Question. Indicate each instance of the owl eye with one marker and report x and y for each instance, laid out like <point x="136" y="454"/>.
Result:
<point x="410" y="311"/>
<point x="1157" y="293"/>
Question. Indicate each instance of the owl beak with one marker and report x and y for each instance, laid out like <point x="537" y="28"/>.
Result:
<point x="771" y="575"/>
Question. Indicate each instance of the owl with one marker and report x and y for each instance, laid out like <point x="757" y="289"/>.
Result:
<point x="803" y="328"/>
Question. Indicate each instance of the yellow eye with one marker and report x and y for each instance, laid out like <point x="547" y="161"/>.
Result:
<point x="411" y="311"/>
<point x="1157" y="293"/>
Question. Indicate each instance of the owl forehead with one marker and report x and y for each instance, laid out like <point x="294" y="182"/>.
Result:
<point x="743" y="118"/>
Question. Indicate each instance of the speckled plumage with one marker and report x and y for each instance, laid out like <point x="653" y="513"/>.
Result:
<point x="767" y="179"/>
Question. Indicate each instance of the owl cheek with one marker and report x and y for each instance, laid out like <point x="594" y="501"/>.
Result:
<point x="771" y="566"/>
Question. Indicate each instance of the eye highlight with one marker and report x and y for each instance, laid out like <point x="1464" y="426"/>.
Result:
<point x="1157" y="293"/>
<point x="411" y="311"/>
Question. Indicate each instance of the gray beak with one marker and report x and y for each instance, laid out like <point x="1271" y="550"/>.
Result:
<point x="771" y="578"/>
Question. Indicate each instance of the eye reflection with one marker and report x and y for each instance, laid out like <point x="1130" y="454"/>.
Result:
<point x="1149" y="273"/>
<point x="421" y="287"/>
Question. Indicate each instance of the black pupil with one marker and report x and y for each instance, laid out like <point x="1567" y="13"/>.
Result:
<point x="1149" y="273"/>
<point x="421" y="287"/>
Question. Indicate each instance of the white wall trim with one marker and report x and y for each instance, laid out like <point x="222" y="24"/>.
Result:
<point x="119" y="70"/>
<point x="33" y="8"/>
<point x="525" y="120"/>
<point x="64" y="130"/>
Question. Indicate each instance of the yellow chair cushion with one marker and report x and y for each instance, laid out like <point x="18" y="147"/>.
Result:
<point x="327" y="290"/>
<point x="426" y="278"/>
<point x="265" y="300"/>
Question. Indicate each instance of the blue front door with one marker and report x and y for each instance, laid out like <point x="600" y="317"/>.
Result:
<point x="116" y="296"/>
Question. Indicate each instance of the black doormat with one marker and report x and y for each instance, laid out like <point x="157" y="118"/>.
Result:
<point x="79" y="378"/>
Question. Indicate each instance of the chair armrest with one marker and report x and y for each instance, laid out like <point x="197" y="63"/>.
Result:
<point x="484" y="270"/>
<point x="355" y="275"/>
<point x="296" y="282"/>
□ □ □ □
• _THE PROBLEM_: Until the last line is reached, keep transcribing the data exactly.

• _RESPONSE BELOW_:
Question. Indicate each instance of the owl eye with one marker and report x and y for each instance, laid out like <point x="136" y="454"/>.
Result:
<point x="410" y="311"/>
<point x="1157" y="293"/>
Question. Indicate each instance of the owl beak with one marker and report x and y for each instance, laid out like <point x="537" y="28"/>.
Result:
<point x="771" y="575"/>
Question. Indicate each instance of the owl with one marker and report x and y for each instance, laid out like <point x="757" y="289"/>.
Result:
<point x="803" y="328"/>
Question. Indicate each instance of the yellow eye with one marker and report x and y for each instance, laid out like <point x="547" y="161"/>.
Result:
<point x="411" y="311"/>
<point x="1157" y="293"/>
Question. Indicate each instance of the owl forehead with one marker and report x and y for each instance, laid out like <point x="294" y="182"/>.
Result:
<point x="743" y="118"/>
Question. Indicate each instance of the speckled plumage with one marker and report x and y for each instance, laid out like <point x="653" y="513"/>.
Result:
<point x="767" y="179"/>
Question. Indicate each instance of the owl cheek with one marker and report x and y for each instance, laid out like <point x="594" y="501"/>.
Result:
<point x="771" y="566"/>
Question. Indicate each instance of the eye highlight with one marker and report x and y for each instance, laid out like <point x="1464" y="426"/>.
Result:
<point x="1157" y="293"/>
<point x="411" y="311"/>
Question. Indicate each instance of the gray beak with one marker and report x and y for each instance, laid out like <point x="1271" y="550"/>.
Result:
<point x="771" y="578"/>
Question. Indicate each instance of the eye reflection with one marker and report x and y for each instance, laid out like <point x="1130" y="454"/>.
Result:
<point x="1149" y="273"/>
<point x="421" y="287"/>
Question. Indicate each instance of the black pupil with one marker and report x and y for each instance, laid out like <point x="1567" y="13"/>.
Result:
<point x="1149" y="273"/>
<point x="421" y="287"/>
Question. Indicate each instance of the white wall trim with one marker and report x and y for each instance, laid out like <point x="222" y="24"/>.
Result:
<point x="119" y="70"/>
<point x="33" y="8"/>
<point x="525" y="120"/>
<point x="64" y="130"/>
Question. Indicate each instance of the yellow chair cushion with one marker and report x and y for each instance, laid out like <point x="18" y="147"/>.
Result:
<point x="327" y="290"/>
<point x="426" y="278"/>
<point x="265" y="300"/>
Question. Indicate each instance of the blue front door with one marker and report x and y for each instance, laid out like <point x="600" y="317"/>.
Result:
<point x="116" y="296"/>
Question. Indicate each instance of the black doormat with one marker and report x and y for each instance, laid out like <point x="157" y="118"/>.
Result:
<point x="79" y="378"/>
Question. Indicate each instance of the chair armrest with one marker and report x and y for each instance, laid out like <point x="197" y="63"/>.
Result:
<point x="484" y="270"/>
<point x="355" y="275"/>
<point x="296" y="282"/>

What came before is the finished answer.